> [Texte étudié]:
────

Annik Pain, femme de marin pêcheur
Un texte de Yves Gaubert
Annik Pain est la veuve de James Pain, marin pêcheur à La Rochelle. Elle est née Coheleach, de parents bretons. Sa mère était du Morbihan, son père du Finistère.
« Je suis né à La Rochelle dans le milieu maritime pêche. Mon père était marin comme mes oncles et mes grands-pères. J’ai passé le certificat d’études et j’ai travaillé une saison à la sardine dans l’usine de conserve Brisset. Puis, j’ai fait un apprentissage de couture pendant 3 ans et j’ai travaillé à Confection Atlantique, la chemiserie à Jéricho. J’ai quitté ce travail pour me marier.
J’avais 20 ans en 1955, quand j’ai épousé James Pain après 10 mois de fiançailles. Il était marin pêcheur, bosco, il avait 25 ans. Il a fait 23 ans second.

────

> [Données de localisation de points]:
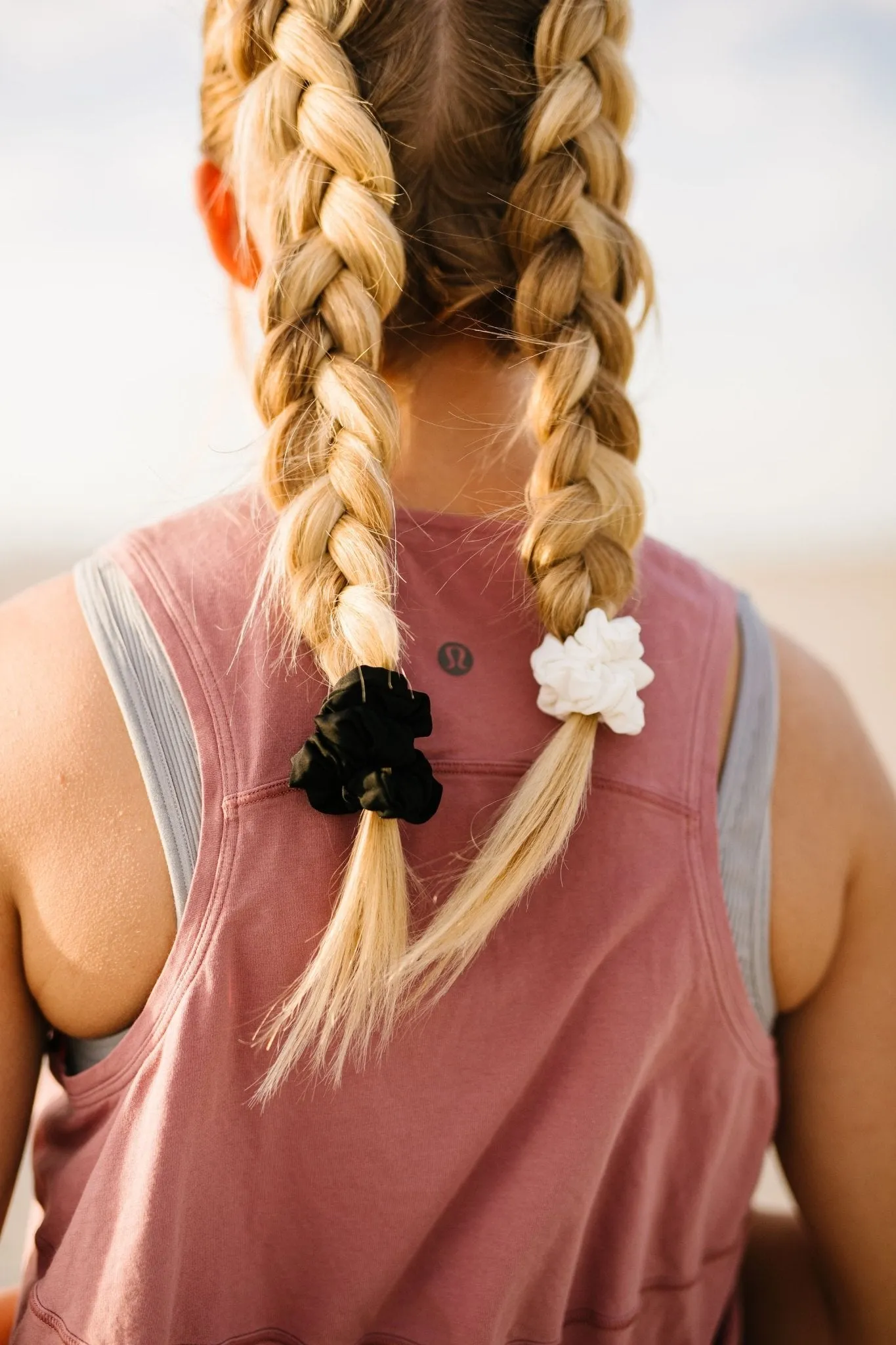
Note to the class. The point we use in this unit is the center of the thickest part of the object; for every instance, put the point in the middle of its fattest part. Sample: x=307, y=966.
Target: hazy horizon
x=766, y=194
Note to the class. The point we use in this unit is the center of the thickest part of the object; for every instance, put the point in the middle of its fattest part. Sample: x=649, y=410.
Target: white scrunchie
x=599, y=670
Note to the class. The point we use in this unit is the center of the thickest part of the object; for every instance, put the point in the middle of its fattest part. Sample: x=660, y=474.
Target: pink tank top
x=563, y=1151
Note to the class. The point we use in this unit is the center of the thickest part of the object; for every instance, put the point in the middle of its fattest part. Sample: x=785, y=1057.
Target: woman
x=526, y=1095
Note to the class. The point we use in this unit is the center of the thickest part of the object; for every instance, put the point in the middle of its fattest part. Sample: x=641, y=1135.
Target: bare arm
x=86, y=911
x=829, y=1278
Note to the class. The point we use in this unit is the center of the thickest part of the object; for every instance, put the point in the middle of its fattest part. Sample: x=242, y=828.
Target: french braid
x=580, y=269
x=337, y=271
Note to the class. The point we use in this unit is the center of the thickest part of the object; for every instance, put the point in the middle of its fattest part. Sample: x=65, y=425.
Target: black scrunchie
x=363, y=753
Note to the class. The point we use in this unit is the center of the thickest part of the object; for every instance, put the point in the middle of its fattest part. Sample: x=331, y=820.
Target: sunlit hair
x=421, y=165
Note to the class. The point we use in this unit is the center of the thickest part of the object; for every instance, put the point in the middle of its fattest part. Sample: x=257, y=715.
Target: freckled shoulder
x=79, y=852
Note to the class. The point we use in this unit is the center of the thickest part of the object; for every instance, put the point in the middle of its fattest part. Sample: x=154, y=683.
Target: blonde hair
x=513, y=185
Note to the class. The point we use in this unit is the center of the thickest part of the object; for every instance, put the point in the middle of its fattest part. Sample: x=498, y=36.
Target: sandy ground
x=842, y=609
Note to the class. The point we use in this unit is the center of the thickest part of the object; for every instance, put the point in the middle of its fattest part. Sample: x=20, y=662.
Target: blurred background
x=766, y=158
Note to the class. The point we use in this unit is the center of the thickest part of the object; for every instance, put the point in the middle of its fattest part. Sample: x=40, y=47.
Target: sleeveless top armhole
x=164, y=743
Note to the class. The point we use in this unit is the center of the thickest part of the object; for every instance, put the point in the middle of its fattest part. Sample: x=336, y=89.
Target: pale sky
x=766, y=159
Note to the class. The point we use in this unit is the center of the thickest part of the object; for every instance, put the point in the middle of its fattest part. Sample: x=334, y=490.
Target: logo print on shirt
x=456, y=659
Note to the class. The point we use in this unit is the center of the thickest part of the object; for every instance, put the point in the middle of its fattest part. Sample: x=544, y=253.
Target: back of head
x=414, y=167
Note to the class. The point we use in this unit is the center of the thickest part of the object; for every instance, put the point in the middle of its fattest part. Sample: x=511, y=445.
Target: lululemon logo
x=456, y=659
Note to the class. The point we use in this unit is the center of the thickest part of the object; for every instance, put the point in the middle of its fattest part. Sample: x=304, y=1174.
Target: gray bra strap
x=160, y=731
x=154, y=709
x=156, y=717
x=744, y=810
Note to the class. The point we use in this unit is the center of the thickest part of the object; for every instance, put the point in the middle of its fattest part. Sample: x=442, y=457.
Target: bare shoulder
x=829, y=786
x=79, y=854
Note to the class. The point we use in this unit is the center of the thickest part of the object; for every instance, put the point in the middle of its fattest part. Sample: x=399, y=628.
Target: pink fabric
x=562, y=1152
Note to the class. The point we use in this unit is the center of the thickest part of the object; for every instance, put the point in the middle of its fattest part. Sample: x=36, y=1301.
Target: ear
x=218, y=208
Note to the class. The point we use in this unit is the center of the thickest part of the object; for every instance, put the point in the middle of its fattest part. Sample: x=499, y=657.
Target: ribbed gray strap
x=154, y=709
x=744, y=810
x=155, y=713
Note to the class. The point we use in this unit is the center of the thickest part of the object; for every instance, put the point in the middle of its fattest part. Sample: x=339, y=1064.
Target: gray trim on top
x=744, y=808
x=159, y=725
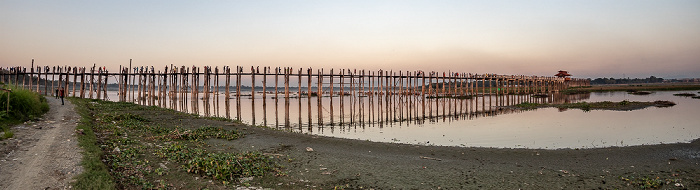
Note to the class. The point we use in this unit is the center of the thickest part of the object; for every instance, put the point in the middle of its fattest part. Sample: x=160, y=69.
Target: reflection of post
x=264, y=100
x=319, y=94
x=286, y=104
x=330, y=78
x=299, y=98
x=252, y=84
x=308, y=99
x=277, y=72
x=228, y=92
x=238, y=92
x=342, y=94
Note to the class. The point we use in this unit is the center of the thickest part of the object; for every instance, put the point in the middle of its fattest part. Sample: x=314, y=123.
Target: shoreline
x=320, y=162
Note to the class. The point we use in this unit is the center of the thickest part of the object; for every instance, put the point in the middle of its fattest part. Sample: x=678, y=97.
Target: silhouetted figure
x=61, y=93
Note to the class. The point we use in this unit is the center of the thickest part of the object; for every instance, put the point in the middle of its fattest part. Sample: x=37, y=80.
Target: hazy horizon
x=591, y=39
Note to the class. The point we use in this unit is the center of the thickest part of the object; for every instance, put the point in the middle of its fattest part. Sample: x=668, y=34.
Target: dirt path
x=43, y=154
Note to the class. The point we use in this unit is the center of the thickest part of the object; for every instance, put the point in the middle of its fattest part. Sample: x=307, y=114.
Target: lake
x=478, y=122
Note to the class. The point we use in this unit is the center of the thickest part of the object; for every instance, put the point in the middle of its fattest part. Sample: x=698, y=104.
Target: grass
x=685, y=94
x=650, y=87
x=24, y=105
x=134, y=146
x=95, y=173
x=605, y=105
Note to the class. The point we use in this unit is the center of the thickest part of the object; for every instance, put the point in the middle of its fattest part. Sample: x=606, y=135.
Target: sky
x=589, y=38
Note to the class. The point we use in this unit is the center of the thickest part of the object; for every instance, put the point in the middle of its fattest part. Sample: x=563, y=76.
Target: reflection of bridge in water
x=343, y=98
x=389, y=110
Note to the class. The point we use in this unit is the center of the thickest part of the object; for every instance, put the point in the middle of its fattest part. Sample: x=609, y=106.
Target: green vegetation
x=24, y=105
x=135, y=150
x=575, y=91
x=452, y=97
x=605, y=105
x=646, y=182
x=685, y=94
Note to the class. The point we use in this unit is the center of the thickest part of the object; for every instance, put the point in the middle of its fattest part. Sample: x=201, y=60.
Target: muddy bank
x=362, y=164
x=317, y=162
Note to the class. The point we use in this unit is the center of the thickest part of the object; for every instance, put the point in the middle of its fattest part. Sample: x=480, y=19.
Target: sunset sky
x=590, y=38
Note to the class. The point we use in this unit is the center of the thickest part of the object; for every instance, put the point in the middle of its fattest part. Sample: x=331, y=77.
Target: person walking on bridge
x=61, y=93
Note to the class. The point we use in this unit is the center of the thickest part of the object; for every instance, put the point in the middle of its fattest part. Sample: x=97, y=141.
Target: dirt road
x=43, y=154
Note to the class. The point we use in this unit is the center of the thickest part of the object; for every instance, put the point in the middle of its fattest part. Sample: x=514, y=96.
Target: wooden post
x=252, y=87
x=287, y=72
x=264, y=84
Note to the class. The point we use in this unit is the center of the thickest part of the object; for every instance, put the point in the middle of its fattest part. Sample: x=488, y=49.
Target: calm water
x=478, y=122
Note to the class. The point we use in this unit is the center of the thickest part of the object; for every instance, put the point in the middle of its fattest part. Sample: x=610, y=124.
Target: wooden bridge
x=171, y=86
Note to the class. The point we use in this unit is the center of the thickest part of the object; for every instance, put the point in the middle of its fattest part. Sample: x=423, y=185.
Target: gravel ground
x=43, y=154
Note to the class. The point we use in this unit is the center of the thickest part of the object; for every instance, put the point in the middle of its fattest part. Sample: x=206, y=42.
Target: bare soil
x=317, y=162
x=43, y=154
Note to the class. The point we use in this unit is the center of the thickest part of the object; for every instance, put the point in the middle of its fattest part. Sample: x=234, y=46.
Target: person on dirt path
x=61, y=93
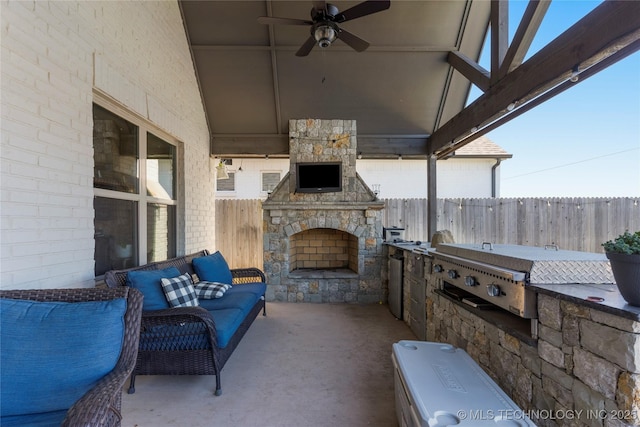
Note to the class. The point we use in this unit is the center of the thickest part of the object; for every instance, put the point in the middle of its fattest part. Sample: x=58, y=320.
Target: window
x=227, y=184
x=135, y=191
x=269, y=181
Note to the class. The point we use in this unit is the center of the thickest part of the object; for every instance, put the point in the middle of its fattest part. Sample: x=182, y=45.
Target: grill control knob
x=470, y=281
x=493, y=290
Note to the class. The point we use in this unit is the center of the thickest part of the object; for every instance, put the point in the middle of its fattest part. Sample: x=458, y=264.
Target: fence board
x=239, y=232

────

> [Consigne]: Rédigez la suite du texte sur Annik Pain, femme de marin pêcheur, en reprenant juste après sa dernière phrase.

> [Votre réponse]:
La femme de marin passe beaucoup de temps à attendre. Mon mari partait de 15 à 17 jours pour 3 jours de terre en comptant le déglaçage et le nettoyage du bateau. Je ne le voyais que 2 jours par marée. C’était toujours la lune de miel. Quand il arrivait c’était la fête. Il y avait un peu de jalousie de la part de mes deux enfants.
J’avais des frères marins, on avait toujours de nouvelles : La semaine prochaine, c’est James qui va rentrer. Il n’a jamais voulu avoir quelqu’un de la famille sur le même bateau, au cas où il arriverait quelque chose.
Je suis né sur le quai Valin, mais on a habité 5 ans chez ma mère à Port Neuf puis à Tasdon. On a fait beaucoup de déménagements. Je voulais me rapprocher de ma mère.
Pour les vacances, il a fallu attendre la grande grève de 1962. Les marins vivaient sous la loi Colbert et travaillaient du 1er janvier au 31 décembre. Il n’y avait pas de congés payés. Quand James prenait une marée, c’était à son compte. Quand il voulait se reposer, il allait voir un toubib qui l’arrêtait. Comme ça, il restait embarqué.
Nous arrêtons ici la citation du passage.